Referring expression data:
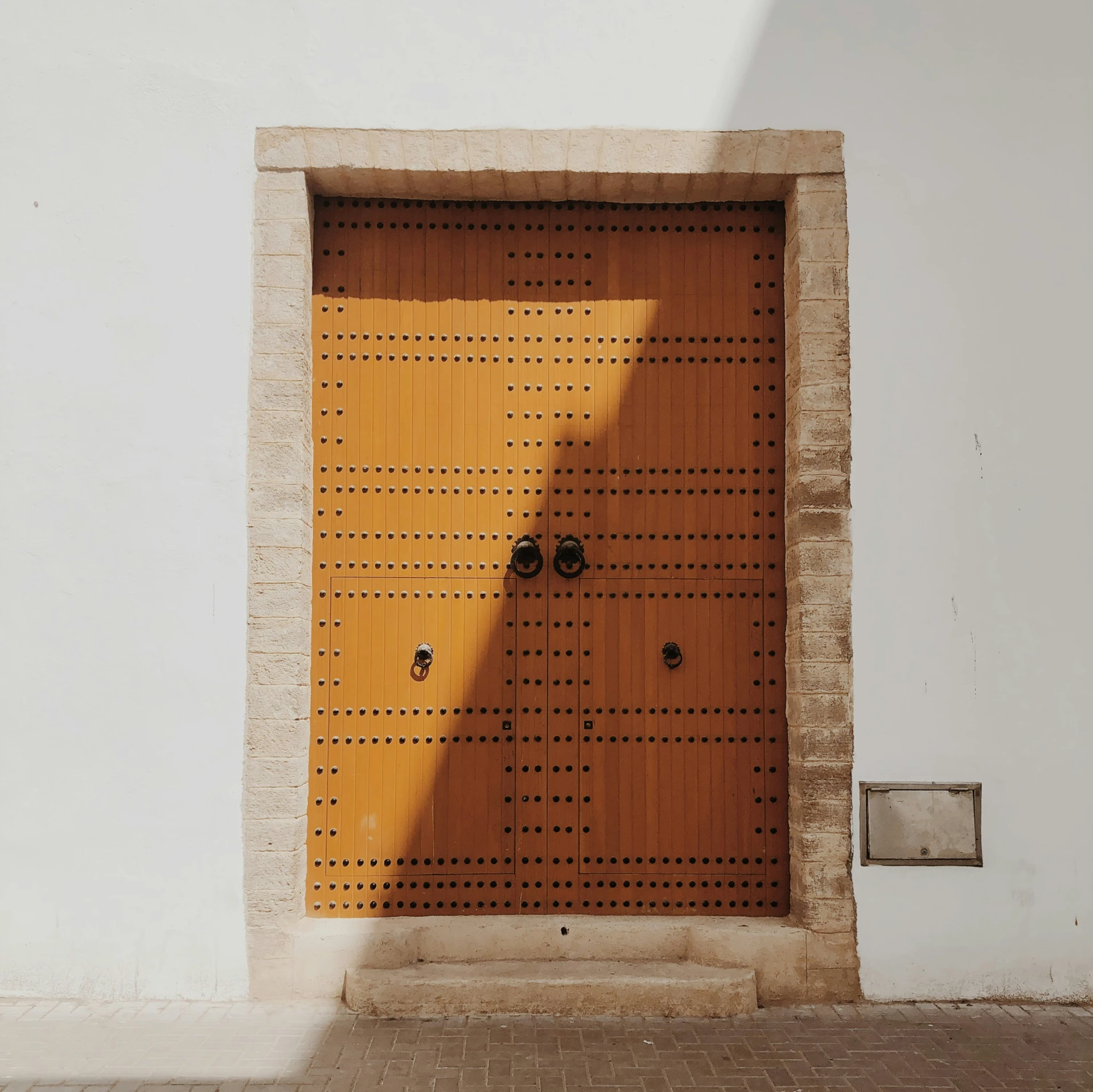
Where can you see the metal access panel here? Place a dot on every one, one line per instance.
(921, 823)
(548, 669)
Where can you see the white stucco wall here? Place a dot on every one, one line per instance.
(126, 142)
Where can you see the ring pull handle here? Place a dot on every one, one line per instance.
(672, 655)
(526, 560)
(570, 557)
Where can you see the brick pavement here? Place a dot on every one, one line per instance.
(318, 1046)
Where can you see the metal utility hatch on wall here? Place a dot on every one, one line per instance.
(549, 560)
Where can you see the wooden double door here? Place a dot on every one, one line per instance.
(549, 560)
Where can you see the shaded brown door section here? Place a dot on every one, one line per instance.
(596, 722)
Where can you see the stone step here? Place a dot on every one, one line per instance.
(556, 987)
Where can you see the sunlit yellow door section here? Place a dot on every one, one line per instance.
(595, 723)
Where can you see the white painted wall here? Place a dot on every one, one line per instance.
(126, 143)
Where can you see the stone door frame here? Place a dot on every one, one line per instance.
(804, 170)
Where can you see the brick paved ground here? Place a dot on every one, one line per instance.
(319, 1046)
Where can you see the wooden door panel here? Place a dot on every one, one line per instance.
(611, 373)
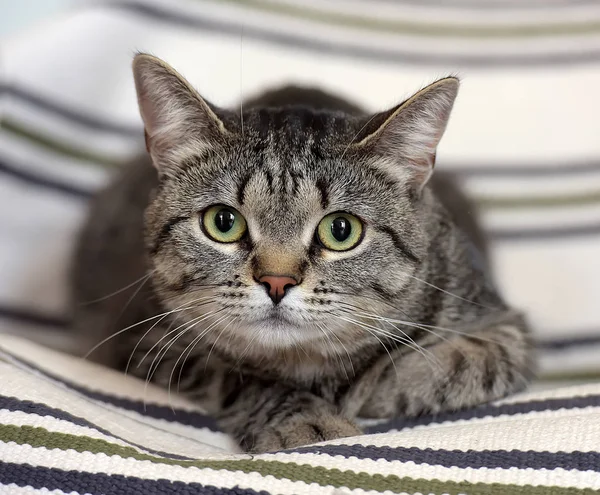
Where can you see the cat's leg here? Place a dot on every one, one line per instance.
(460, 370)
(264, 418)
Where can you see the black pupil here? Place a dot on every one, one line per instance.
(341, 229)
(224, 220)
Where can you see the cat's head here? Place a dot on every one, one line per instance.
(290, 226)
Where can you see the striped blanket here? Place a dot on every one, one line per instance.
(523, 138)
(71, 427)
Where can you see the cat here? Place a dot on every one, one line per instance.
(292, 267)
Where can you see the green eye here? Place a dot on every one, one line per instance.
(223, 224)
(340, 231)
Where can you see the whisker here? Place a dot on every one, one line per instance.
(104, 341)
(241, 80)
(198, 319)
(359, 324)
(404, 341)
(356, 135)
(189, 352)
(207, 300)
(451, 294)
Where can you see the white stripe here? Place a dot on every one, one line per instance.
(496, 113)
(553, 431)
(556, 284)
(118, 147)
(20, 418)
(95, 377)
(181, 440)
(558, 393)
(101, 463)
(425, 12)
(553, 185)
(536, 218)
(578, 359)
(42, 162)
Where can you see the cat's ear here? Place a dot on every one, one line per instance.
(405, 138)
(178, 122)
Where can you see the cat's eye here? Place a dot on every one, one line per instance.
(223, 223)
(340, 231)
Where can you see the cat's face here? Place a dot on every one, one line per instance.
(300, 231)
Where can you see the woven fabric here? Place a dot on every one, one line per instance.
(67, 426)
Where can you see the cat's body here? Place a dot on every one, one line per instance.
(284, 371)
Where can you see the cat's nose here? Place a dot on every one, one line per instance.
(277, 285)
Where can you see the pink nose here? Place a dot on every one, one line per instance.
(277, 285)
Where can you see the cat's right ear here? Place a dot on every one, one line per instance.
(178, 122)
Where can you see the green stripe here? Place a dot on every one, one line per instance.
(40, 437)
(430, 29)
(485, 202)
(57, 146)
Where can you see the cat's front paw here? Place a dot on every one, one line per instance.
(303, 429)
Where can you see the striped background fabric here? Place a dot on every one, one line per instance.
(71, 427)
(524, 139)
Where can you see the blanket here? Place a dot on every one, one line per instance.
(67, 426)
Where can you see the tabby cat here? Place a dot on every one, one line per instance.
(294, 266)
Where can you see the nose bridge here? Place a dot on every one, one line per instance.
(277, 260)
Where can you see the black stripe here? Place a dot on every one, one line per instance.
(26, 315)
(91, 121)
(491, 459)
(488, 410)
(537, 234)
(40, 477)
(52, 184)
(172, 415)
(29, 407)
(242, 187)
(23, 315)
(322, 187)
(328, 47)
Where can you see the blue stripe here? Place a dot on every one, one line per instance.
(103, 484)
(491, 459)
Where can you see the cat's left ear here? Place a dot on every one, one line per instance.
(178, 122)
(405, 138)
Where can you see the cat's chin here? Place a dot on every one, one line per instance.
(280, 332)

EXERCISE →
The result should be every line of the data, reproduced exactly, with the images removed.

RESPONSE TO THIS TASK →
Where can you see the metal access panel here? Place a dot on every one, one line per instance.
(921, 823)
(548, 669)
Where can you see the white stucco wall here? Place a dot on every one, one line per instance.
(126, 142)
Where can you see the ring pull handle here? Place a dot on every one, one line per instance.
(672, 655)
(526, 560)
(570, 557)
Where can you see the brick pavement here? Place a dot on every one, one line per instance.
(318, 1046)
Where can you see the metal utility hatch on wall here? Place a dot on every one, one line per instance.
(549, 560)
Where can you see the wooden double door here? Place a dot on every one, one line per instance.
(549, 560)
Where can you see the shaded brown door section here? Place a dot on every one, one line per instance.
(596, 722)
Where can you see the stone step here? Place a dot on every one, one line per instance.
(556, 987)
Where can you see the sunlit yellow door section here? Place a dot on every one, one line per instance.
(595, 723)
Where can you see the white painted wall here? Place a dot on every one, one line per instance.
(126, 143)
Where can you see the stone door frame here? Place a dot on every one, one line per instance.
(804, 170)
Where can you see the brick paved ground here? Place a dot on every one, one line per instance.
(319, 1046)
Where can you see the wooden door panel here? Place a dot on every one, one line per instance.
(611, 373)
Where can you see the cat's leg here? Place a dot on every one, one line per instance.
(460, 370)
(264, 418)
Where can you see the black pupil here? Place a dot on every one, one line per instance.
(341, 229)
(224, 220)
Where can you see the cat's head here? Place a dot on every one, one line per instance.
(290, 226)
Where can you see the striped blanket here? Place a dot on every one, one line per instance.
(523, 138)
(71, 427)
Where can you see the cat here? Place a dot on every one, one line per instance.
(292, 267)
Where can you see the green eye here? Place a dot on every one, one line per instance.
(223, 224)
(340, 231)
Where can you see the whisker here? Place a dot on every one, one line per instance.
(104, 341)
(241, 80)
(198, 319)
(359, 324)
(404, 341)
(356, 135)
(189, 352)
(207, 300)
(451, 294)
Where can you see the white stripe here? Place a dot on every one, one line per instance.
(496, 113)
(553, 431)
(556, 284)
(118, 147)
(20, 418)
(95, 377)
(181, 440)
(558, 393)
(101, 463)
(425, 12)
(553, 185)
(536, 218)
(578, 359)
(42, 162)
Where can you see the cat's ear here? Place a dot on every one, one line per instance.
(405, 138)
(178, 122)
Where can you see the cat's eye here? Place a dot on every one, one line per instance.
(223, 223)
(340, 231)
Where can you see the cat's face here? Place a dot on every one, one line per instance.
(300, 231)
Where can you see the woven fabric here? Place a dot on every one, one line per instance.
(67, 426)
Where can you see the cat's body here? Place a dot on every one, one line per instance.
(284, 371)
Where can you see the cat's nose here? Place a dot on every one, one line per instance.
(277, 285)
Where can you see the pink nose here? Place a dot on every one, one line per instance.
(277, 285)
Where can you see the cat's right ear here? Place a dot on every one, one line per instance.
(178, 122)
Where can you see the green stripe here? Place a dot on every one, one line per instance.
(40, 437)
(430, 29)
(485, 202)
(57, 146)
Where can you see the cat's front paw here? Place a dot on every one, one line per instance.
(303, 429)
Where can you see the striped background fabric here? Place a dot on every one, one line per instance.
(71, 427)
(524, 139)
Where can you see the blanket here? Place a dot on every one, one line per instance.
(67, 426)
Where can you see the tabby cat here? Place a dot on every one, one line per instance.
(294, 266)
Where can you see the nose bridge here? Place a dot on every one, one line per instance.
(277, 260)
Where can you see the black stripe here? Place a dot on every one, one line per instance.
(26, 315)
(91, 121)
(491, 459)
(488, 410)
(537, 234)
(40, 477)
(52, 184)
(172, 415)
(29, 407)
(242, 187)
(23, 315)
(322, 187)
(328, 47)
Where can you see the blue stripe here? Place a dot on every one, one line per instance.
(103, 484)
(491, 459)
Where can you see the cat's left ear here? Place a dot on every one, one line per instance.
(178, 122)
(405, 138)
Where can you see the cat's chin here? Place a dot on every one, one line per instance.
(280, 332)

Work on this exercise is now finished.